The required output is the lines below from the line containing "For each instance of the mountain range, set" to the line containing "For each instance of the orange", inclusive, retyped exactly. No other lines belong in it.

-- RECORD EXCERPTS --

----------

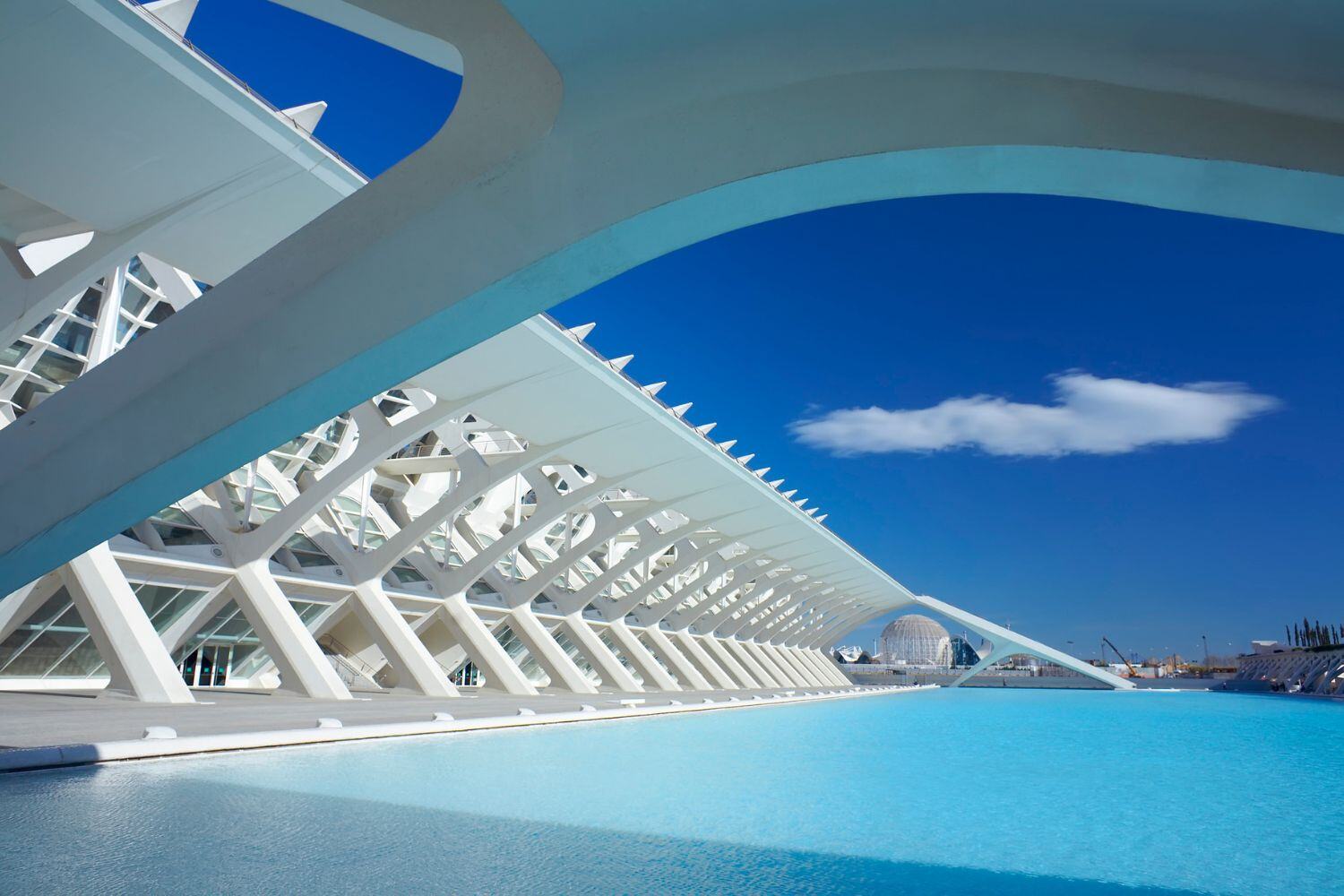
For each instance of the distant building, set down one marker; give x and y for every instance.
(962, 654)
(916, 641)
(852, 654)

----------

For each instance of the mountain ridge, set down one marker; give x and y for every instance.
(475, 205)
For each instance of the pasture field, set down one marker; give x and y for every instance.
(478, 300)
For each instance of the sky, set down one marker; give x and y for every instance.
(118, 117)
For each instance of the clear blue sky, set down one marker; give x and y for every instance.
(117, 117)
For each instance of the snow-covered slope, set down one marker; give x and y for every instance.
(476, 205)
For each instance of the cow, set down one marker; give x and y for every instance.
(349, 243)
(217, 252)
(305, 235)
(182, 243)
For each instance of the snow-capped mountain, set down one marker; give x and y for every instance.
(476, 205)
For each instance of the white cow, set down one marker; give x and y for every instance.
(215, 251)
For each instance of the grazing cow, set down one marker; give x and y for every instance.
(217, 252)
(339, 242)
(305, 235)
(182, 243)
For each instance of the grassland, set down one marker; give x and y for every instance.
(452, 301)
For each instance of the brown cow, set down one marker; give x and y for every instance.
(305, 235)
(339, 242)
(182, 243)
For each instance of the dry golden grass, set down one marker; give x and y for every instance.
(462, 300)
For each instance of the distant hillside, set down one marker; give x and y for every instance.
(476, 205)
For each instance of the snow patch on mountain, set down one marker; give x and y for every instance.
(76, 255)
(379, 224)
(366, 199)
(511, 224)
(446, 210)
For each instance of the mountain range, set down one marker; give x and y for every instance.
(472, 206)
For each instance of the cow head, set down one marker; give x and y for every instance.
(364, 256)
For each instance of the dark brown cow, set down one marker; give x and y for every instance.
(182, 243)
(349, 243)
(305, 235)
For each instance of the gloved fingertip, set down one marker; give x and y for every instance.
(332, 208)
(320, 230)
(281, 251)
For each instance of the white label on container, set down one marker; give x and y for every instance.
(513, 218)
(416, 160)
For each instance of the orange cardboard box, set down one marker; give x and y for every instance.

----------

-- EXERCISE SOLUTION --
For each instance of the mountain range, set down one marker; give x and y for every instance.
(472, 206)
For each instance of the cow head, set down one marker; give x and y for every instance.
(364, 256)
For each instance of the dark brown cow, set down one marker; give x and y for every instance.
(182, 243)
(349, 243)
(305, 235)
For each instance of the gloved fingertip, set down one marker; give x and y for every instance.
(332, 208)
(320, 230)
(281, 251)
For each instance of the white label on container, set down one marker; give x and y for every instance.
(513, 218)
(416, 160)
For each instance of the orange cardboard box, set down one marker; give x and y for every instance.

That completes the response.